WHAT THE EXERCISE ASKS> Could you edit the part of the data that opens with the line containing "shirt, that would be a great help." and closes with the line containing "238 353 L 282", replacing "navy training shirt" with "navy practice jersey" and leaving everything else unchanged? Return only those lines.

AVAILABLE RECORDS>
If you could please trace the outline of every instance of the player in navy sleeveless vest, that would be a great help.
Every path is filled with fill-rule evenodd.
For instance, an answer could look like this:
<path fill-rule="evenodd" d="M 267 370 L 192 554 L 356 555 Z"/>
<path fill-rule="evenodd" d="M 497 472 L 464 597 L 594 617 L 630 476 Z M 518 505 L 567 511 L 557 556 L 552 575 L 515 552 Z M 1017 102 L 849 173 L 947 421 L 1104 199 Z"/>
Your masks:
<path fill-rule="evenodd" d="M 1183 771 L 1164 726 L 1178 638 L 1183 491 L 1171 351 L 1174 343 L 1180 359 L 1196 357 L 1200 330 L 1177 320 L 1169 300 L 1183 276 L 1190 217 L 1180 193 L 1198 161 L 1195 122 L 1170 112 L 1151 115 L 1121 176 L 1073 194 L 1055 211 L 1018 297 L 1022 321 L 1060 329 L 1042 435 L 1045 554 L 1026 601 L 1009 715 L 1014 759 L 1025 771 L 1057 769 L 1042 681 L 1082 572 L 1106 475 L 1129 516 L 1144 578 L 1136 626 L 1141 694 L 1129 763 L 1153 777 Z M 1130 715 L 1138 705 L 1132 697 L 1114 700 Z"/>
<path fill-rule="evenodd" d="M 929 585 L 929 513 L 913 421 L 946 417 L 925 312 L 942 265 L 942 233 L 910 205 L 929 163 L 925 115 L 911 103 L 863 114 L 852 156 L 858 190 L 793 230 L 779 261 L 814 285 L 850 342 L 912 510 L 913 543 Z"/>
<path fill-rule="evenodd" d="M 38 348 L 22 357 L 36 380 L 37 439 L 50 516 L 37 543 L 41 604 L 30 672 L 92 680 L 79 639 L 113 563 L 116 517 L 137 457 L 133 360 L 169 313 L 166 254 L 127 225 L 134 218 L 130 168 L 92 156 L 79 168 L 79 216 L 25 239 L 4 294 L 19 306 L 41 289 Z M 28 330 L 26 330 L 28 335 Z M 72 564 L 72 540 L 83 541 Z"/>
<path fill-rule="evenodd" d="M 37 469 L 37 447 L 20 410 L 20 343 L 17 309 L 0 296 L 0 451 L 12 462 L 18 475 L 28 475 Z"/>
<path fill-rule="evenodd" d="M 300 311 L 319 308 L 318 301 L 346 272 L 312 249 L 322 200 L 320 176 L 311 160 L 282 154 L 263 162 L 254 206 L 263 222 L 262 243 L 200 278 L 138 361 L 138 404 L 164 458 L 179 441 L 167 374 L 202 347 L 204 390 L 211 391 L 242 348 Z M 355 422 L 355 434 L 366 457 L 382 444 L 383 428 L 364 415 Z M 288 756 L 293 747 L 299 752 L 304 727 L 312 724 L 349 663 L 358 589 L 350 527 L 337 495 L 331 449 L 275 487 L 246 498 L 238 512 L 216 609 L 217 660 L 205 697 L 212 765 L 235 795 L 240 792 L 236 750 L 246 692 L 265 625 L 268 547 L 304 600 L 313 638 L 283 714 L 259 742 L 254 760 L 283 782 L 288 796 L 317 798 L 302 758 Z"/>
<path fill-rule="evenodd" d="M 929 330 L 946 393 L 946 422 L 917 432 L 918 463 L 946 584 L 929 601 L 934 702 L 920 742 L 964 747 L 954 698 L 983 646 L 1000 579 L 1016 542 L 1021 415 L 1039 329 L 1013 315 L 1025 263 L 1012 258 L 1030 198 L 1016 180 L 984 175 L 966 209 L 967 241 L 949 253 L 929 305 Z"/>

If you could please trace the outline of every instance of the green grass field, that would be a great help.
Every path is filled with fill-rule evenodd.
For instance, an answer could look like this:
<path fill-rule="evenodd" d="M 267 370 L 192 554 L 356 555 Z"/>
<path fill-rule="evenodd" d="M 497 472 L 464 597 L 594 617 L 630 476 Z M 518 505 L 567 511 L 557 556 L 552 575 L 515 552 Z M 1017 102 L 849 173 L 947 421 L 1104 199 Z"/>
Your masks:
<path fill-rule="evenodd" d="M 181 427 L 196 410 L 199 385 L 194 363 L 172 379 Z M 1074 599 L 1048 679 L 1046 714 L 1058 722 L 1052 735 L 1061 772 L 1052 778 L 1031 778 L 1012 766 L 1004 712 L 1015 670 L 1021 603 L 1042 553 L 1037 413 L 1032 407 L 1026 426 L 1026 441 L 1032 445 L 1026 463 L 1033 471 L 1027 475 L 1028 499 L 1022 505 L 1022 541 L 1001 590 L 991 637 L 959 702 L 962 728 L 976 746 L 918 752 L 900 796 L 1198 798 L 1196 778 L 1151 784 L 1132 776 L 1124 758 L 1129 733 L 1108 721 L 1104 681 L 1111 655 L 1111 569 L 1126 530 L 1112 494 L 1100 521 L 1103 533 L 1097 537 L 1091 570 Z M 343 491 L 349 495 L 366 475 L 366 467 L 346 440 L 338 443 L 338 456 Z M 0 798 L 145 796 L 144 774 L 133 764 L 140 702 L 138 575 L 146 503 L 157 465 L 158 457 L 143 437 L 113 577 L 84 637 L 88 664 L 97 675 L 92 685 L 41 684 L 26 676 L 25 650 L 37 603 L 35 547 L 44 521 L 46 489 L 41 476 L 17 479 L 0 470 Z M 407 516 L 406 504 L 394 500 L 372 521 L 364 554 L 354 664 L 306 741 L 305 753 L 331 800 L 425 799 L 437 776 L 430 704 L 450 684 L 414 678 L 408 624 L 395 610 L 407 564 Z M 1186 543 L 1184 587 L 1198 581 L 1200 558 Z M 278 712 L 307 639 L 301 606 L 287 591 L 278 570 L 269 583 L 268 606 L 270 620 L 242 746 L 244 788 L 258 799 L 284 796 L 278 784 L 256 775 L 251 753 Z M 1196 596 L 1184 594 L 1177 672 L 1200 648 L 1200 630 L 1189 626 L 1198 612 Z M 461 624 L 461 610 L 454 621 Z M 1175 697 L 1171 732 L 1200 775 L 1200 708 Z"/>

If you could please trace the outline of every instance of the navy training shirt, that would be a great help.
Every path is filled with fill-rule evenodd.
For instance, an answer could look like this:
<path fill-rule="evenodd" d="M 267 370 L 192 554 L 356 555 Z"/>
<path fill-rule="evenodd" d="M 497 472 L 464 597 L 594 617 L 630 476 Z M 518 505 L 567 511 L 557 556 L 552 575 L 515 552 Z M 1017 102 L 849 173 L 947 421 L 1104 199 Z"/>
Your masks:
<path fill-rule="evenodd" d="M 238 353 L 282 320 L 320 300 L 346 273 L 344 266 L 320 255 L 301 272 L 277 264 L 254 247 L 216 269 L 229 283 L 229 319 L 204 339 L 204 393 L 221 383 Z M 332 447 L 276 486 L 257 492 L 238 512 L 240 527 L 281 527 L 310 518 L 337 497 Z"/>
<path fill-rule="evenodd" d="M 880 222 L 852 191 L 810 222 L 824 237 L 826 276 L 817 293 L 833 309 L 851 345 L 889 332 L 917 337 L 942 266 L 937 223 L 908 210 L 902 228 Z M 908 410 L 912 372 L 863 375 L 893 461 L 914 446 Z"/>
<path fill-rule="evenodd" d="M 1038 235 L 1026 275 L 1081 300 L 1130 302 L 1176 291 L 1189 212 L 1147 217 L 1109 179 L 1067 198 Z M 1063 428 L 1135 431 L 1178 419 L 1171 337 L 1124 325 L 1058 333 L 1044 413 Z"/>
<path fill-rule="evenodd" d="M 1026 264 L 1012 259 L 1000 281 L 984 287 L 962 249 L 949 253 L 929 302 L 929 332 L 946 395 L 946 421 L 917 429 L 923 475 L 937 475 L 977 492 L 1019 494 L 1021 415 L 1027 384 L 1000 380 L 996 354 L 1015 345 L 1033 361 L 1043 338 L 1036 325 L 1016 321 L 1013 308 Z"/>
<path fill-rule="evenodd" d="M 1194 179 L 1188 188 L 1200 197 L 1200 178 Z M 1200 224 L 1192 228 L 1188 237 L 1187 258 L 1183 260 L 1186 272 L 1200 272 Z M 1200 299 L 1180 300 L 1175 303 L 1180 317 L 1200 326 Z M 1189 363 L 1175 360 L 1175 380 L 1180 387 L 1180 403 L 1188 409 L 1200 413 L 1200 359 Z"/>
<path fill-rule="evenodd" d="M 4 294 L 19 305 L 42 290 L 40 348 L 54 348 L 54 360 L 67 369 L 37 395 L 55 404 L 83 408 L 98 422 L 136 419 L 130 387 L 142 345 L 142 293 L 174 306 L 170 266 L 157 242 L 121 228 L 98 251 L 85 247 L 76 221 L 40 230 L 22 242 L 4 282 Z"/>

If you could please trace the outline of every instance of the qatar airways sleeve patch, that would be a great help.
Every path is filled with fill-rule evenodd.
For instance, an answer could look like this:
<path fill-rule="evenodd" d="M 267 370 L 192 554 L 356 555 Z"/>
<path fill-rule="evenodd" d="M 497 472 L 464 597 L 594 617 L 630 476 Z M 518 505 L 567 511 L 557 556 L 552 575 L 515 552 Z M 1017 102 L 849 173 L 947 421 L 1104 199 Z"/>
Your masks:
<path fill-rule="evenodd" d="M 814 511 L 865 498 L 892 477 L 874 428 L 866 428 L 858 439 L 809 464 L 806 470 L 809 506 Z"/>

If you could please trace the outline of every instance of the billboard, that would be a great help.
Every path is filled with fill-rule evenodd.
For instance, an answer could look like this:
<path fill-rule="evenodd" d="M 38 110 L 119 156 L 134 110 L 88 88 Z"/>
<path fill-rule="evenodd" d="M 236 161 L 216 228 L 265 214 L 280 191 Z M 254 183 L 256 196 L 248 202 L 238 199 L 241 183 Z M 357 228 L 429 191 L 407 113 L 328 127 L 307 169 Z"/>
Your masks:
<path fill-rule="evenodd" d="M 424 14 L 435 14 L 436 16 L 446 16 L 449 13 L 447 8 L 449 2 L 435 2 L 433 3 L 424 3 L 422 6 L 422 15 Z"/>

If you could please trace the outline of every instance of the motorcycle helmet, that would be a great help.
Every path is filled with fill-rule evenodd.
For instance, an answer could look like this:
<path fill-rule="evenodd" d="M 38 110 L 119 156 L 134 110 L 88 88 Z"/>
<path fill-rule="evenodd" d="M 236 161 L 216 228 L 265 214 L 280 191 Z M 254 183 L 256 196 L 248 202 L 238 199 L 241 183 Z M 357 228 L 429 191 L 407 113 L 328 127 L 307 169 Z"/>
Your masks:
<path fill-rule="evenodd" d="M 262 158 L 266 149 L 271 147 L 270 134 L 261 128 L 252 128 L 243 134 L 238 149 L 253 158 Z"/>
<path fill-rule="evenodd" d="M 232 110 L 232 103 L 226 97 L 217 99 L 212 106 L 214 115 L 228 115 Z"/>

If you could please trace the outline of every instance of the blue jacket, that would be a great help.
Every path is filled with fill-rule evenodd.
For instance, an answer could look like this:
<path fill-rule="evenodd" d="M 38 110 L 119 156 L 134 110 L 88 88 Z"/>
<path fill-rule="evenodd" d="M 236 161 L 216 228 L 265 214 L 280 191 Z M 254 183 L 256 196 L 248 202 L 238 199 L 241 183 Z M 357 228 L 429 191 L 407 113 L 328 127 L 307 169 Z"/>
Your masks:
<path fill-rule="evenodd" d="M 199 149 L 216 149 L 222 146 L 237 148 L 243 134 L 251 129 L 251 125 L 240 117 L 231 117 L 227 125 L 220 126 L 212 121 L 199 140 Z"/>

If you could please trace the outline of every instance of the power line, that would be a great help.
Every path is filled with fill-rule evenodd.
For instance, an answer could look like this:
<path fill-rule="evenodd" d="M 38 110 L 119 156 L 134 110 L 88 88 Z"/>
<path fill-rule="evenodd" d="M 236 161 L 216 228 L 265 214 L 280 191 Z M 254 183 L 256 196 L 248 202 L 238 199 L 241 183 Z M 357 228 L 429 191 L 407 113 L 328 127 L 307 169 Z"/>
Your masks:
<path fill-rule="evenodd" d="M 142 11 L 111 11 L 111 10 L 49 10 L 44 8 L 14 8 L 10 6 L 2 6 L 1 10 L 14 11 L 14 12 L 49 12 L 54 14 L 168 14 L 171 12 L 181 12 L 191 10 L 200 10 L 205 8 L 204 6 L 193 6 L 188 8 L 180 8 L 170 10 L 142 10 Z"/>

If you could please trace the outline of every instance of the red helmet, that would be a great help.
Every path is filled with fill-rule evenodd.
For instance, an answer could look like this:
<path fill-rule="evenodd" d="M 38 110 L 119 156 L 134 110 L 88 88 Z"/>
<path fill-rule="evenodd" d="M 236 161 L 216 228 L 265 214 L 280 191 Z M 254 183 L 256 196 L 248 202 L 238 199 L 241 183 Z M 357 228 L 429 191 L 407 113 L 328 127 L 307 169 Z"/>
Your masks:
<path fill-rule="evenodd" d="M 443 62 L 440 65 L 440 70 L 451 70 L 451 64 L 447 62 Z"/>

REPLY>
If you could please trace the outline of every instance of the navy practice jersey, that would be a great help.
Every path is filled with fill-rule evenodd.
For instance, an answer could look like this:
<path fill-rule="evenodd" d="M 267 370 L 192 554 L 356 555 Z"/>
<path fill-rule="evenodd" d="M 497 472 L 464 597 L 594 617 L 630 476 Z M 518 505 L 567 511 L 557 556 L 552 575 L 515 552 Z M 1017 102 L 849 173 L 947 421 L 1104 199 Z"/>
Your masks:
<path fill-rule="evenodd" d="M 238 353 L 282 320 L 320 300 L 346 273 L 344 266 L 320 255 L 301 272 L 277 264 L 254 247 L 216 269 L 229 283 L 229 319 L 204 339 L 204 393 L 221 383 Z M 332 447 L 276 486 L 257 492 L 238 512 L 240 527 L 281 527 L 310 518 L 337 497 Z"/>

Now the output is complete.